Data items:

=====

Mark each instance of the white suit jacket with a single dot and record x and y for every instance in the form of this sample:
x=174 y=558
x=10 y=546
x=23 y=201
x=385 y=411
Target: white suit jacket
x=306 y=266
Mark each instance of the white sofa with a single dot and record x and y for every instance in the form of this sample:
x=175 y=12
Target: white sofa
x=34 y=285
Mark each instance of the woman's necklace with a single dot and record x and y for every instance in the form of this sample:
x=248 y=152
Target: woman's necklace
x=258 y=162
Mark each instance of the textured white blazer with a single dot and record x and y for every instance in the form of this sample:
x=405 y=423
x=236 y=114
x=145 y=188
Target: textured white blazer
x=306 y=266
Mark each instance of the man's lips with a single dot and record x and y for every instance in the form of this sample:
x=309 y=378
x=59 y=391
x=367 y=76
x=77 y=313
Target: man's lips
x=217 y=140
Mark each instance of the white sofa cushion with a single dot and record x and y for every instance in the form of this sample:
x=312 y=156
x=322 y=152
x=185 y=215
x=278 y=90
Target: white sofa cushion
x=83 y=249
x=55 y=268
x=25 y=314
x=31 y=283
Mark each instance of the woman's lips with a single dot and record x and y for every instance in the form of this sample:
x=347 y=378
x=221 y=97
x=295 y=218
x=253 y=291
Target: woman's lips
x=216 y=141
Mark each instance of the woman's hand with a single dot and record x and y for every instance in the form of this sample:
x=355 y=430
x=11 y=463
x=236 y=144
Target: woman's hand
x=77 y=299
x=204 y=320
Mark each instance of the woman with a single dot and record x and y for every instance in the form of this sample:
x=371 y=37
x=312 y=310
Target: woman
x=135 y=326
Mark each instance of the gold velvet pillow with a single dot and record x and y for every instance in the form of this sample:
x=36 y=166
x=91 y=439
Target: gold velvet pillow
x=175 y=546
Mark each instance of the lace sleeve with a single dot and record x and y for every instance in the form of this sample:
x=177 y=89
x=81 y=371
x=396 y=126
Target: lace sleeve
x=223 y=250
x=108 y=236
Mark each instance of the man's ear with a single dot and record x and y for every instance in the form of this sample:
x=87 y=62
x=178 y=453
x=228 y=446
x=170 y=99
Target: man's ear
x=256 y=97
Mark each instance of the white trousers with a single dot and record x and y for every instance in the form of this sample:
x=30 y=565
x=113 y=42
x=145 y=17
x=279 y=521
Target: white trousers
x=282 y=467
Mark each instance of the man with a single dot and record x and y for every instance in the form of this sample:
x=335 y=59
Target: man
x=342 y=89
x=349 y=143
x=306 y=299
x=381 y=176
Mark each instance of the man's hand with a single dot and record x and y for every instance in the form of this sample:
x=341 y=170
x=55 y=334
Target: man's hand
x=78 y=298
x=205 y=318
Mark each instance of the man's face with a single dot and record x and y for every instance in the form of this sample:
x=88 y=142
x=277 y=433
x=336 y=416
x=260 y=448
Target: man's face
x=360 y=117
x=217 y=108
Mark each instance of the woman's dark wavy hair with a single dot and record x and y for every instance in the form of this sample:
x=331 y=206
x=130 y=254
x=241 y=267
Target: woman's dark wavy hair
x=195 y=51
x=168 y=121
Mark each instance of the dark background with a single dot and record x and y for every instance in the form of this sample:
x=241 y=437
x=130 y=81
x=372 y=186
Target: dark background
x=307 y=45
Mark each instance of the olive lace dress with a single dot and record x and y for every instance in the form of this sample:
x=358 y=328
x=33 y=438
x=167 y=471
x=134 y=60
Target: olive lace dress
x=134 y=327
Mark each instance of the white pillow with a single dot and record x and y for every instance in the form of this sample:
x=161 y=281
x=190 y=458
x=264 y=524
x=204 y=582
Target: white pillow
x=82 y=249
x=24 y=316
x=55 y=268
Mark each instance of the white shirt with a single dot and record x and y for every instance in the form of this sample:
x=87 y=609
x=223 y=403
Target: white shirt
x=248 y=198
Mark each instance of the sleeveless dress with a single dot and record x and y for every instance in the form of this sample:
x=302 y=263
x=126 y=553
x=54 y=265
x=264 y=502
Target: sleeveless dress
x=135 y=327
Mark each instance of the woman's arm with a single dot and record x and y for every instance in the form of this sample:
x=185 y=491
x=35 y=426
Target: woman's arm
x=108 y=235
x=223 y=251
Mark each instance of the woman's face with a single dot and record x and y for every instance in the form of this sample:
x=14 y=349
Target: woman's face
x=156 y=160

=====

> [What you are asked to do]
Can you rewrite the items from the start to the line with "x=216 y=141", both ends included, with the requests kept word for word and every answer coordinate multiplied by 0.25 and rounded to a whole number, halves up? The sample coordinates in the requests stay unchanged.

> [Solution to this exercise]
Mark each instance of the white suit jacket with a single dot and record x and y for every instance in the form of this sample:
x=174 y=558
x=10 y=546
x=23 y=201
x=385 y=411
Target: white suit jacket
x=77 y=67
Mark each instance of the white sofa with a single dot and record x and y for every instance in the form of this sample:
x=175 y=12
Target: white sofa
x=9 y=71
Mark each instance of the woman's necklace with a single dot and record x and y for every instance in the form of this sample:
x=248 y=152
Target: woman's necklace
x=65 y=41
Mark each instance of the textured white blazer with a single dot and record x and y for every instance in the form of this sample:
x=405 y=423
x=236 y=114
x=145 y=188
Target: textured white blazer
x=77 y=67
Mark each instance of the man's lips with a single dot and record x and y for every instance in the form of this sample:
x=309 y=378
x=59 y=391
x=367 y=76
x=77 y=313
Target: man's lips
x=54 y=35
Mark each instance of the white sofa cushion with a single dot and record x and y for every instance in the form of this sample:
x=312 y=156
x=322 y=152
x=185 y=215
x=278 y=90
Target: white sofa cushion
x=21 y=62
x=14 y=67
x=6 y=79
x=8 y=71
Mark each instance of the woman's lips with a single dot and record x and y for every instance in the form of this sample:
x=347 y=378
x=221 y=97
x=295 y=218
x=253 y=291
Target: woman's lips
x=54 y=35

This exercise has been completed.